▶ **Article**
========================================================================
New York Times Co. v. United States Department of Justice
806 F.3d 682
2d Cir.2015Background
- This appeal arises from FOIA litigation seeking OLC memoranda and related documents about targeted lethal drone operations; the court previously ordered disclosure of a 2010 OLC-DOD memorandum (NYTimes I).
- The Second Circuit remanded remaining OLC documents to the district court for in camera review to determine privilege waiver and appropriate redactions.
- The district court examined eleven sealed OLC exhibits (A–C, E–L) and ordered disclosure only of a redacted Exhibit K (a redacted version of Exhibit B); it withheld most exhibits under FOIA Exemptions 1, 3, and 5.
- The Government submitted classified materials and sought ex parte, in camera briefing and argument; the court heard the Government privately and received a partially redacted transcript of that hearing.
- Appellants (news organizations and amici) challenged the withholding and sought disclosure of redacted portions of the district court’s sealed opinion; the district judge wished to disclose three paragraphs but kept them sealed pending appeal.
========================================================================
▶ **What you need to do**
Decide whether each statement agrees with the case summary above, answering yes or no and quoting the words from the summary that settle it. 1. The district court examined eleven sealed OLC exhibits. 2. The district judge released three paragraphs of the sealed opinion before the appeal was decided. 3. The court heard the Government's argument in open court.

▶ **Data extract**
========================================================================
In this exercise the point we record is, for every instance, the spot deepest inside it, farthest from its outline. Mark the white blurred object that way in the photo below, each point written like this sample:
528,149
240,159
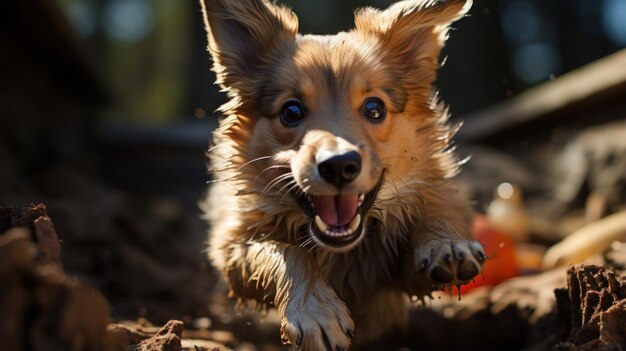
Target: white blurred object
========================================================================
▶ **Expected answer**
1. Yes: "The district court examined eleven sealed OLC exhibits (A–C, E–L)"
2. No: "the district judge wished to disclose three paragraphs but kept them sealed pending appeal"
3. No: "the court heard the Government privately"